For this first user we observe the following.
* the personal+cluster approach almost always does better, on average.
* the personal+cluster appraoch never does as poorly as either the universal+cluster, universal+personal
* the personal+cluster appraoch offers GREAT improvements over other approaches around 20-40 samples

In [10]:
plotScoresByUser(wisdm.user_ids[1])

For the second user, we oddly enough see that personal models and the personal+cluster model both outperform the personal+universal model regardless of the amount of personal data and by a great deal

In [11]:
plotScoresByUser(wisdm.user_ids[2])

Here, we see a different story again.  The personal+universal model not only does well on average, it's worst case scenario is occasionally better than those of the personal or personal+cluster models.

# Select users who get the most from each kind of model

In [16]:
def getModelAccuracyMean(user_id, ts):
    # each list element at index, i, represents that model improvement over the best other model with training size[k]
    user_df = results_df[(results_df['test user'] == user_id) & \
                         (results_df['personal training data'] == ts)]
    personal_score_mean = user_df['personal score Mean'].mean()

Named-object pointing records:
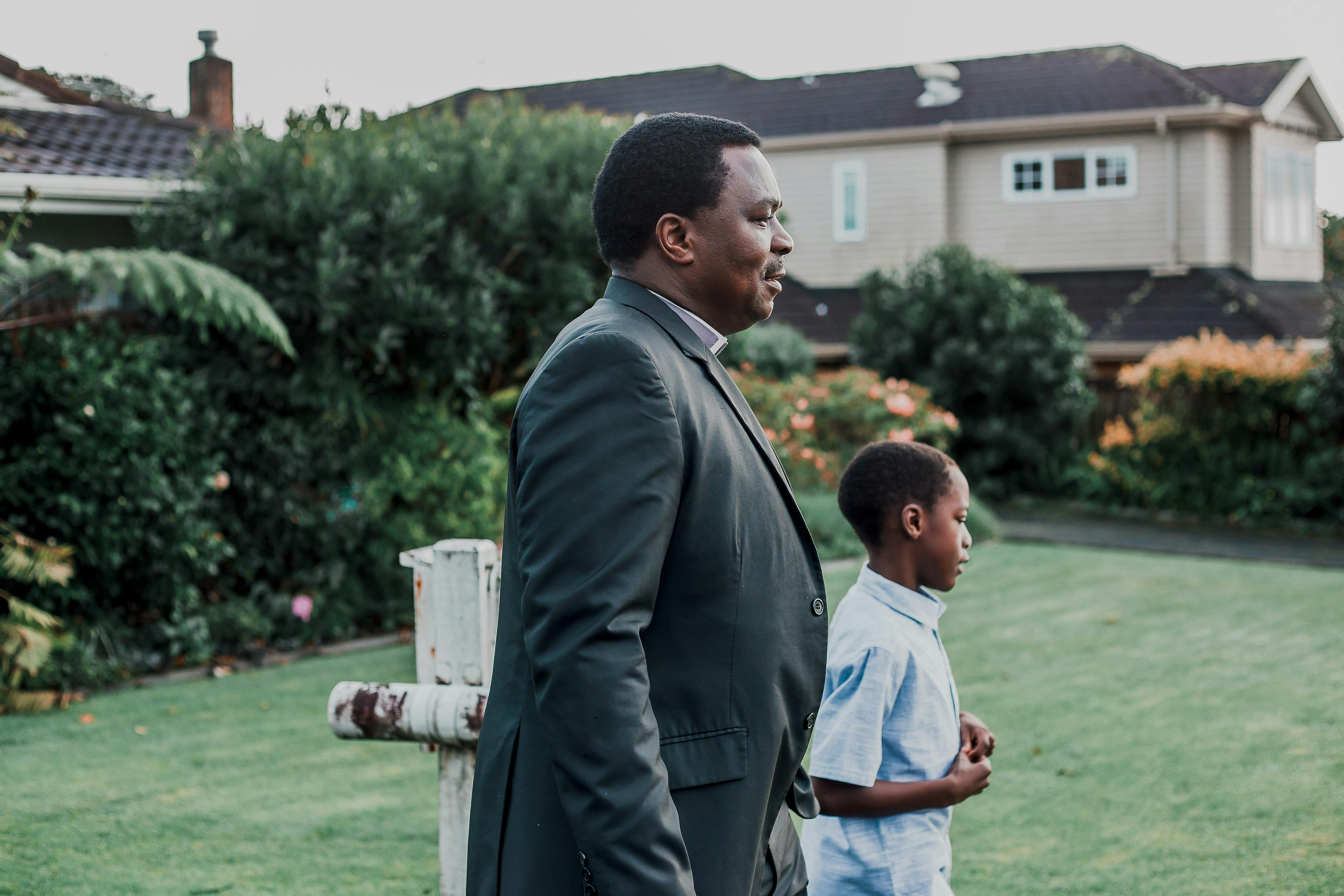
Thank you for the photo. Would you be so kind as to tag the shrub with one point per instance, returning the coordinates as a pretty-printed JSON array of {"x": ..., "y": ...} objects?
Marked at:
[
  {"x": 773, "y": 350},
  {"x": 109, "y": 449},
  {"x": 1006, "y": 357},
  {"x": 1224, "y": 429},
  {"x": 835, "y": 539},
  {"x": 819, "y": 424}
]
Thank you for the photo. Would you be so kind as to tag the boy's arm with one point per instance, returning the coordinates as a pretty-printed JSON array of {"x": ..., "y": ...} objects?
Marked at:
[{"x": 963, "y": 781}]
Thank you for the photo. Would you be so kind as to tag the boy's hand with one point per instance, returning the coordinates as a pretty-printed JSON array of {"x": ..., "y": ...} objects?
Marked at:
[
  {"x": 976, "y": 737},
  {"x": 967, "y": 777}
]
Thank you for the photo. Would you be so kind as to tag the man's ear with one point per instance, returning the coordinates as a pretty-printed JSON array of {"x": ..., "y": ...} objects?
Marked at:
[
  {"x": 913, "y": 520},
  {"x": 674, "y": 238}
]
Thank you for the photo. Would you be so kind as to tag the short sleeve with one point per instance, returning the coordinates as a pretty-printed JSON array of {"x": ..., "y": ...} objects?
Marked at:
[{"x": 847, "y": 743}]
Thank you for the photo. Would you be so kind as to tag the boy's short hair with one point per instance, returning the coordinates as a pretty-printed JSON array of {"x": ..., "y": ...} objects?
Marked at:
[
  {"x": 888, "y": 476},
  {"x": 666, "y": 164}
]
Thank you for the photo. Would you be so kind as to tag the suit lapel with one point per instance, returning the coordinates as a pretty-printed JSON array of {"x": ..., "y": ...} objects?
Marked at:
[{"x": 640, "y": 299}]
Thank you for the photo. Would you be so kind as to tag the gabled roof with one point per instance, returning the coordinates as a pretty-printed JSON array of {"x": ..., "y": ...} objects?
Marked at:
[
  {"x": 1120, "y": 308},
  {"x": 1062, "y": 83}
]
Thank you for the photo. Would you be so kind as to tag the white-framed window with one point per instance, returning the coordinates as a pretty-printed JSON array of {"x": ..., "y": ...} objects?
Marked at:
[
  {"x": 1061, "y": 175},
  {"x": 850, "y": 202},
  {"x": 1289, "y": 199}
]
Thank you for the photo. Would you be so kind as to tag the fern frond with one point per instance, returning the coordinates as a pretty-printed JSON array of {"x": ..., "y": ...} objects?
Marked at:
[
  {"x": 29, "y": 561},
  {"x": 167, "y": 284},
  {"x": 26, "y": 614}
]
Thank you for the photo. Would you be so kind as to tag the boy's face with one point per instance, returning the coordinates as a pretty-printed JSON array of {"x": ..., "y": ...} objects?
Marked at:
[{"x": 944, "y": 542}]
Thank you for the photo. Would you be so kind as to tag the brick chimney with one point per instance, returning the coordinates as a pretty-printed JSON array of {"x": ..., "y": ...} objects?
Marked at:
[{"x": 211, "y": 83}]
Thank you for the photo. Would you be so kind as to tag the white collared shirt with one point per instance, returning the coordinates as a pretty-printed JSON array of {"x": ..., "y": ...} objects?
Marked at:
[{"x": 713, "y": 339}]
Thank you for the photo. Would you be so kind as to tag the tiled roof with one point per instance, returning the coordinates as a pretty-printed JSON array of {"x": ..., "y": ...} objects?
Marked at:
[
  {"x": 1123, "y": 307},
  {"x": 73, "y": 135},
  {"x": 1041, "y": 84}
]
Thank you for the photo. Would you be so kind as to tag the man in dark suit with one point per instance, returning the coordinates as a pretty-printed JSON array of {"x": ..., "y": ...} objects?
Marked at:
[{"x": 663, "y": 622}]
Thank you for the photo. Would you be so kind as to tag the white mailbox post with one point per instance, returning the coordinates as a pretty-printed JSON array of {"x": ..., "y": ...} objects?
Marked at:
[{"x": 456, "y": 588}]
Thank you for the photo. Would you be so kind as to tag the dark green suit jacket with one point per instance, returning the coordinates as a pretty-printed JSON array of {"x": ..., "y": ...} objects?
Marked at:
[{"x": 663, "y": 629}]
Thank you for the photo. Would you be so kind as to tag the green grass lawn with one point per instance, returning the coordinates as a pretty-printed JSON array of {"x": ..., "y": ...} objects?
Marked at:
[{"x": 1166, "y": 726}]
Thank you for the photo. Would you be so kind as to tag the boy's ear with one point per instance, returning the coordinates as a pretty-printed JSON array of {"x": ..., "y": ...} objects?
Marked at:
[{"x": 913, "y": 520}]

> _SHORT EXERCISE A_
Answer these questions from the notebook excerpt:
(i) Around how many samples does the personal+cluster approach offer great improvements over other approaches for the first user?
(ii) For the second user, which two models outperform the personal+universal model?
(iii) Which column of user_df is averaged to produce personal_score_mean?
> _SHORT EXERCISE B_
Please copy the part of the notebook excerpt starting at "For this first" and ending at "plotScoresByUser(wisdm.user_ids[2])".
The records are separate material, independent of the notebook excerpt.

> _EXERCISE ANSWER A_
(i) Around 20-40 samples.
(ii) The personal models and the personal+cluster model.
(iii) The 'personal score Mean' column.

> _EXERCISE ANSWER B_
For this first user we observe the following.
* the personal+cluster approach almost always does better, on average.
* the personal+cluster appraoch never does as poorly as either the universal+cluster, universal+personal
* the personal+cluster appraoch offers GREAT improvements over other approaches around 20-40 samples

In [10]:
plotScoresByUser(wisdm.user_ids[1])

For the second user, we oddly enough see that personal models and the personal+cluster model both outperform the personal+universal model regardless of the amount of personal data and by a great deal

In [11]:
plotScoresByUser(wisdm.user_ids[2])